→ Task inputs
+ + + + +

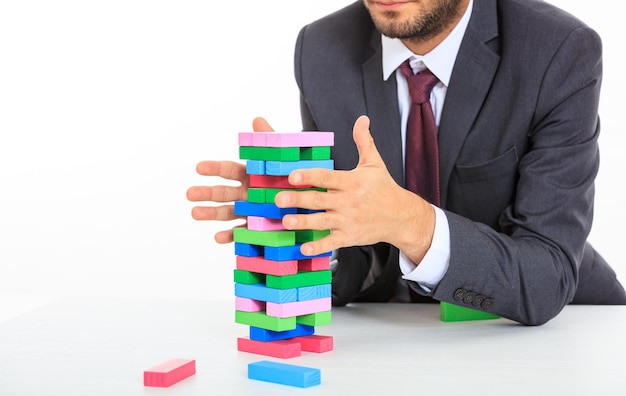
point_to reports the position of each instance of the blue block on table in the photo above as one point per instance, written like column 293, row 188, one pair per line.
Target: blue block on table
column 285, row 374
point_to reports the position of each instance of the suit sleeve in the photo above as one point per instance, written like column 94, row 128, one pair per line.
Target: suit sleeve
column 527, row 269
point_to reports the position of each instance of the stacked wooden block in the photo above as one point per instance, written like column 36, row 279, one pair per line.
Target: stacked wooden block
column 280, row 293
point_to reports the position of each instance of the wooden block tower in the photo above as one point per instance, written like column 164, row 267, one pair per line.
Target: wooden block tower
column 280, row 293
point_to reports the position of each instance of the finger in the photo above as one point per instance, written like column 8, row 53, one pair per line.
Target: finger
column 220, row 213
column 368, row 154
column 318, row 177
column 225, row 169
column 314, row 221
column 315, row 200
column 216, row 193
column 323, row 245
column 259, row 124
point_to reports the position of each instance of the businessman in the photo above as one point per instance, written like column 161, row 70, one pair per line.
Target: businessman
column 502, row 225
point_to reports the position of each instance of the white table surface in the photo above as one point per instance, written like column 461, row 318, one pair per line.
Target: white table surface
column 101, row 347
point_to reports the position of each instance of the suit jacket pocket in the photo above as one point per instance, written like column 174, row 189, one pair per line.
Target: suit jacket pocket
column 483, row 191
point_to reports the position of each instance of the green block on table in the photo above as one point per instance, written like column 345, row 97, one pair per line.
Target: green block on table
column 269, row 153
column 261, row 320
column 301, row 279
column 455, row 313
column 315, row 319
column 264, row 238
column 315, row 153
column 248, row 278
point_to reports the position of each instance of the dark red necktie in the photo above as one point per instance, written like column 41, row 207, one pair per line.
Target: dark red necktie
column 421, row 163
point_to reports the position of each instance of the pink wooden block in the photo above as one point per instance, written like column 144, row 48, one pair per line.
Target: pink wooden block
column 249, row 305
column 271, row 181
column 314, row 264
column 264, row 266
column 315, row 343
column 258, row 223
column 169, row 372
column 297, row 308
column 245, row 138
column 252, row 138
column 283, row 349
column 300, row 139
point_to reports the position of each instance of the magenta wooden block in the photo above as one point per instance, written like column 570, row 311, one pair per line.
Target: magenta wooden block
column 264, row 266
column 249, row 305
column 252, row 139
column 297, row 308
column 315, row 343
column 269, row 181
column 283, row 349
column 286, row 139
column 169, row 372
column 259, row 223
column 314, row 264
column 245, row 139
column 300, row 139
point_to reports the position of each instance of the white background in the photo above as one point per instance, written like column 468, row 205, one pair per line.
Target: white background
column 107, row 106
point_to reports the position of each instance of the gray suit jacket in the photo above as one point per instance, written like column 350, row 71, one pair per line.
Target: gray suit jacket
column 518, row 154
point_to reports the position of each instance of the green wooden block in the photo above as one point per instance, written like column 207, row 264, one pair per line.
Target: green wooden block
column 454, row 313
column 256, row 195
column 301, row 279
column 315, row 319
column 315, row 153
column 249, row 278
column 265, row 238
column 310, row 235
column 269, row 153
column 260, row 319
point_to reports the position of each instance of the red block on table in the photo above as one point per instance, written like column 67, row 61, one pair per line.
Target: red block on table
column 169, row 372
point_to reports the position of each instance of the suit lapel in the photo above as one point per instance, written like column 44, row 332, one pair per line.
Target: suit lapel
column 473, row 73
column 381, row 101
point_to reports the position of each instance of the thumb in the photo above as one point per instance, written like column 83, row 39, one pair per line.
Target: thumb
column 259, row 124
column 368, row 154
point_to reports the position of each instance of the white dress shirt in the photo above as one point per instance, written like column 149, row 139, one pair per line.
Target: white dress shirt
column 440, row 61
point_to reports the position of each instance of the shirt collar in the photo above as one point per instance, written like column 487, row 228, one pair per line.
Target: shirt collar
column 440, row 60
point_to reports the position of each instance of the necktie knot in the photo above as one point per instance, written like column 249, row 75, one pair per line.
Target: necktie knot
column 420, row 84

+ + + + +

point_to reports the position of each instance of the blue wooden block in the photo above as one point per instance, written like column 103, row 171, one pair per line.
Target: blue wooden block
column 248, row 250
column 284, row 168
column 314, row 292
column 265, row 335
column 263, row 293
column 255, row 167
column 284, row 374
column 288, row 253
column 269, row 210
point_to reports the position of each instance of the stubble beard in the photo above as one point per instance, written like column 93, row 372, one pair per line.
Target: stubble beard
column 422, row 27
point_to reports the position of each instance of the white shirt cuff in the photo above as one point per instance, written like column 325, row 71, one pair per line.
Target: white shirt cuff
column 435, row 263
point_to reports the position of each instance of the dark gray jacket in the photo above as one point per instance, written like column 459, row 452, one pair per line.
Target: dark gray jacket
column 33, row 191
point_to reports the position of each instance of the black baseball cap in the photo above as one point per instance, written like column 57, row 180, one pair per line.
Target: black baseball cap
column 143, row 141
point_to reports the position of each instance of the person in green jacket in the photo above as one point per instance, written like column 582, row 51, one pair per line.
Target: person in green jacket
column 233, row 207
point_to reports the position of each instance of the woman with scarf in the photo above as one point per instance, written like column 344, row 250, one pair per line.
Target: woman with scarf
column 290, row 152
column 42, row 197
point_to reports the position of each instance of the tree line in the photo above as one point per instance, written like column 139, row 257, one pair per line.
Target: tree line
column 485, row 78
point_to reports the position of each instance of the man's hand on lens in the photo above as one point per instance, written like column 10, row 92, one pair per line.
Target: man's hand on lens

+ + + + +

From the data above, show each line that contains "hand".

point_to reports the position of each instance of the man's hand on lens in the photo above as one point per instance, written like column 10, row 92, one pair per line.
Target: man's hand on lens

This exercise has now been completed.